> [Text shown]:
[Start of Attachment]

Did you noticed that I skipped a number?
According to online textbooks, there are eight B Vitamins:
thiamin (vitamin B1)
riboflavin (vitamin B2)
niacin (vitamin B3)
pantothenic acid (vitamin B5)
pyridoxine (vitamin B6)
biotin (vitamin B7)
folate (vitamin B9)
cobalamin (vitamin B12)
While Choline is sometimes considered a B vitamin, I won't include it here. But may get to it later on.
So what is Vitamin B5 used for? Then, what does a deficiency in this vitamin cause?
Again, this isn't one of the ones that I am familiar with. So let's see what we can find from some of the experts - Merck Veterinary Manual.
Do you remember back in biochemistry when they are talking about cellular metabolism, and metabolism changes from carbohydrates to fats? Yes, of course! Well, remember that thing called Acetyl-CoA? Actually, that reminds me of those YouTube videos on biochem (Khan Academy). Highly recommend Khan Academy for those visual learners.
The CoA in Acetyl-CoA stands for coenzyme A. Within coenzyme A is our topic of the day: pantothenic acid.
Geesh! How did all my Vitamin Deficiency posts end up with a biochemistry review?! Let's keep these ones short!

[End of Attachment]

> [Source information]:
[Start of Attachment]

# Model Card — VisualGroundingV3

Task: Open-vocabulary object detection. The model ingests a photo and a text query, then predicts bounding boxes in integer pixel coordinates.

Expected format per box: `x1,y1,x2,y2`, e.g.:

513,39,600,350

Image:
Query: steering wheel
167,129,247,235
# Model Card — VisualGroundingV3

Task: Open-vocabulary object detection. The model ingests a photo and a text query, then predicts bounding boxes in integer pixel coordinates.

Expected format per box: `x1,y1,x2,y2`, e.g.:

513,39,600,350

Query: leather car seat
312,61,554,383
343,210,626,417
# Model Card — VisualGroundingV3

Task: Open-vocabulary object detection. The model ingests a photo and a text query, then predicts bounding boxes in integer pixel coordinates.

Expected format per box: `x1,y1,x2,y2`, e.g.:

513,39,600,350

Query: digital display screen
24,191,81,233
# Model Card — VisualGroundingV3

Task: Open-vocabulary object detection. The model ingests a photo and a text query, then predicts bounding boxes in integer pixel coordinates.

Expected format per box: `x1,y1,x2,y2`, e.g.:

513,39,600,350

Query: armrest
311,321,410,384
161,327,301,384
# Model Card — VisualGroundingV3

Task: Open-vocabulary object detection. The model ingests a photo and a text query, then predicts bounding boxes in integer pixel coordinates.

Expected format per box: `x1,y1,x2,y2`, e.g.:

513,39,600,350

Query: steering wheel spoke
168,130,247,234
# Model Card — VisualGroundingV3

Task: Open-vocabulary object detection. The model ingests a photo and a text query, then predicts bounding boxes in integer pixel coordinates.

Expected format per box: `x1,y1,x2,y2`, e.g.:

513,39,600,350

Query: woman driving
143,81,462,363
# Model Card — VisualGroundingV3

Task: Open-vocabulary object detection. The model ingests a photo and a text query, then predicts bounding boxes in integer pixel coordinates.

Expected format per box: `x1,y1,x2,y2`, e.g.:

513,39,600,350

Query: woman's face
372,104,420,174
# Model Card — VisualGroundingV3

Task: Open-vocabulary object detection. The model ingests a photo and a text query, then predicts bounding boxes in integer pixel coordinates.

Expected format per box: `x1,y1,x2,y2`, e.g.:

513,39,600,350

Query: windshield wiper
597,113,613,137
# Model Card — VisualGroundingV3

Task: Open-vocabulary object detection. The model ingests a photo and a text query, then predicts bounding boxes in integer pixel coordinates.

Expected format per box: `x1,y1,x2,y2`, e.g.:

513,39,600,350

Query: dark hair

[End of Attachment]

> [Your tasks]:
#1 Please rewrite the vitamin B5 post from "biotin (vitamin B7)" to "this vitamin cause?", changing "Choline" to "Inositol".
#2 Continue the vitamin B5 post from its last sentence.
The items have nothing to do with the vitamin B5 post.

> [Set of answers]:
#1
biotin (vitamin B7)
folate (vitamin B9)
cobalamin (vitamin B12)
While Inositol is sometimes considered a B vitamin, I won't include it here. But may get to it later on.
So what is Vitamin B5 used for? Then, what does a deficiency in this vitamin cause?

#2
So a deficiency in Vitamin B5 or pantothenic acid will cause issues with fatty acid metabolism, glycolysis and the Kreb's cycle.
We're looking a poultry and swine in this case. It appears to show the most lesions in the nervous system, as well as in the skin (dermatitis). Again, most commercial diets have supplemental vitamins, including Vitamin B5.
It also kind of reminds me of a lecture I sat in on honeybee farms. It's unlikely that the larger, well-established commercial farms are going to have this as a cause of poor production. But the smaller facilities, backyard laying hens and such that may show some deficiencies if they are not also offered a well-balanced diet. It is not that corn is bad! Just eating corn is bad!